**Text under study**
+-------+

American politician and law enforcement officer

Gerald Robert "Jerry" Sanders (born July 14, 1950) is an American politician and retired law enforcement officer who served as the 34th mayor of San Diego from 2005 to 2012. A member of the Republican Party until 2021, he previously served as chief of the San Diego Police Department from 1993 to 1999.

Sanders served as president and CEO of the San Diego Regional Chamber of Commerce from 2012 to 2024, when he was succeeded by Chris Cate.

==Personal life==
Sanders was born in San Pedro in Los Angeles, California. His alma maters are San Diego Miramar College, San Diego State University, and National University. He was also a member of the Sigma Alpha Epsilon fraternity while at San Diego State. Sanders lives in the Kensington neighborhood of San Diego with his wife Rana Sampson. He has two daughters, Lisa and Jamie. His brother, Tom Sanders, was an Oscar-nominated production designer.

==San Diego Police==
During his senior year at San Diego State University, Jerry Sanders became a police officer with the San Diego Police Department. He served in the police department from 1973 until 1999, and served as chief of police from 1993 until 1999. As chief of police, Sanders and the department's employees gained national recognition for work with community policing and achieving a 40% decrease in crime, including a 67% drop in murders during his six-year term as chief. Sanders also re-organized the department, making it more responsive to the community, reaching out to neighborhoods, and utilizing more than 1,000 volunteers to address San Diego's public safety needs. Prior to his assignments as division commander, police captain, Sanders, then police lieutenant, was the police academy commander at the San Diego Criminal Justice Training Center - Police Academy at Miramar College.

+-------+

**Data items**
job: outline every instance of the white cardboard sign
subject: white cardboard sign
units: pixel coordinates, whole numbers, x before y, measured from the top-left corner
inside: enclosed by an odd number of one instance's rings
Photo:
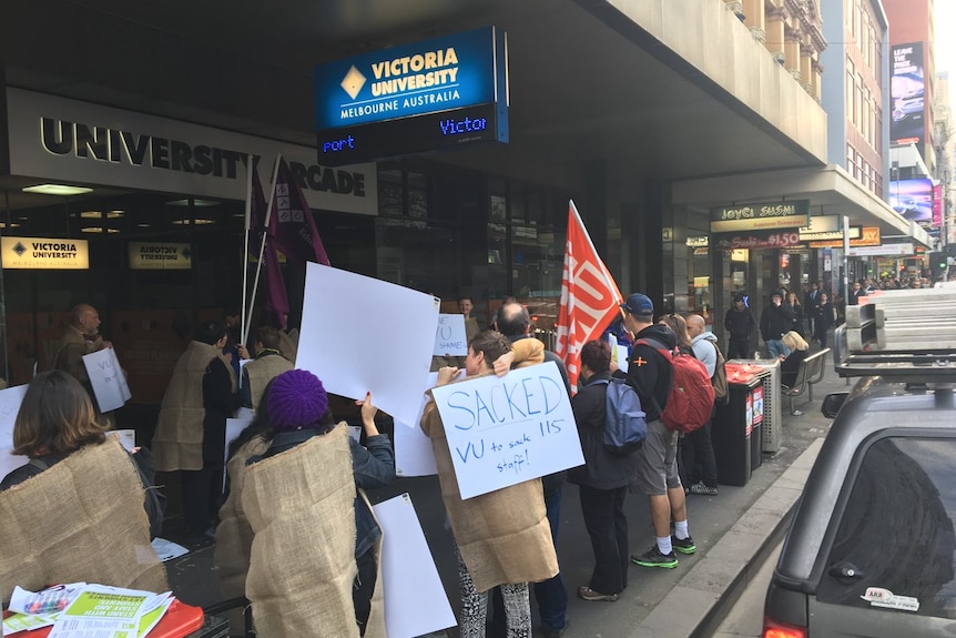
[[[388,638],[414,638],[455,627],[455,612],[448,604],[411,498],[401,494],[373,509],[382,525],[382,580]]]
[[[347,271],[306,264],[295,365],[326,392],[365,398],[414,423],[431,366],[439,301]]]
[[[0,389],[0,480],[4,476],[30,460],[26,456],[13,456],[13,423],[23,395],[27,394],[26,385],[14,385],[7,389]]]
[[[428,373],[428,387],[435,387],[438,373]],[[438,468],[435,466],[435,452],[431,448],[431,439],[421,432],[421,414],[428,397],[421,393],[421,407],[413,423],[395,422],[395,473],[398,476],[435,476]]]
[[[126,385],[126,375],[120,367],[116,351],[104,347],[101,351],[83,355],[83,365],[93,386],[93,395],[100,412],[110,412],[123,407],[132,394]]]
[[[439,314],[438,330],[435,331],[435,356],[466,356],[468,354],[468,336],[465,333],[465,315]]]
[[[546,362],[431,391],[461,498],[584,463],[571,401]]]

+-------+

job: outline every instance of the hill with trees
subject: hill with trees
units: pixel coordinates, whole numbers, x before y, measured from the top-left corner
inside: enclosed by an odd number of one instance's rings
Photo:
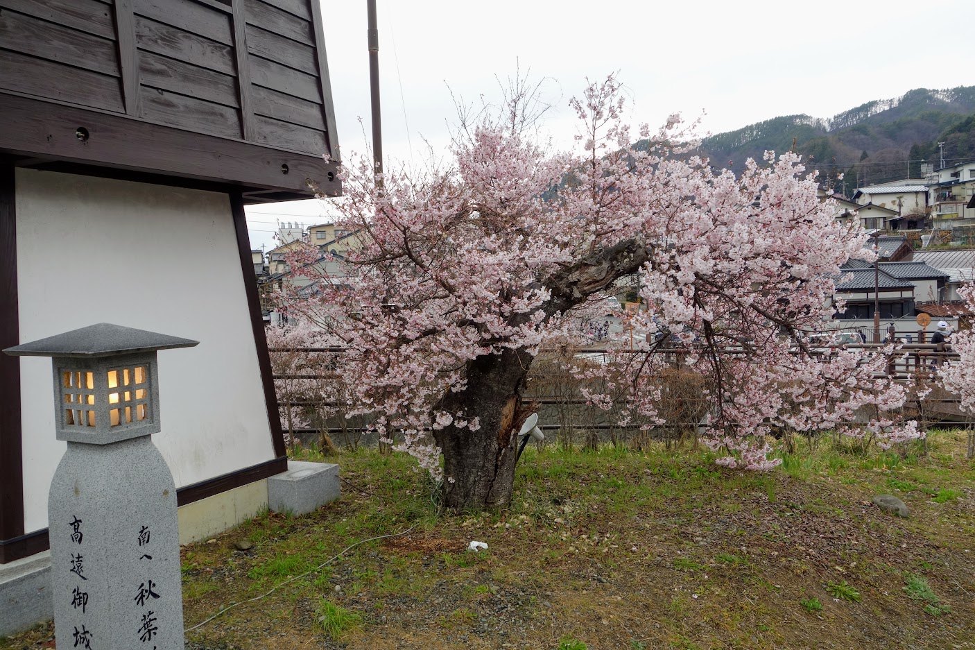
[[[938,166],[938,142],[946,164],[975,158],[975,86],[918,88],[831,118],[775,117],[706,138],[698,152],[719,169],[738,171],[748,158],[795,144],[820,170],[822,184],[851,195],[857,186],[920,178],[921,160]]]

+-------+

Answer these questions about the Jerry Sanders biography:
1. Who succeeded Sanders as president and CEO of the San Diego Regional Chamber of Commerce?
2. In which San Diego neighborhood does Sanders live?
3. By what percentage did murders drop during his term as chief of police?

1. Chris Cate
2. Kensington
3. 67%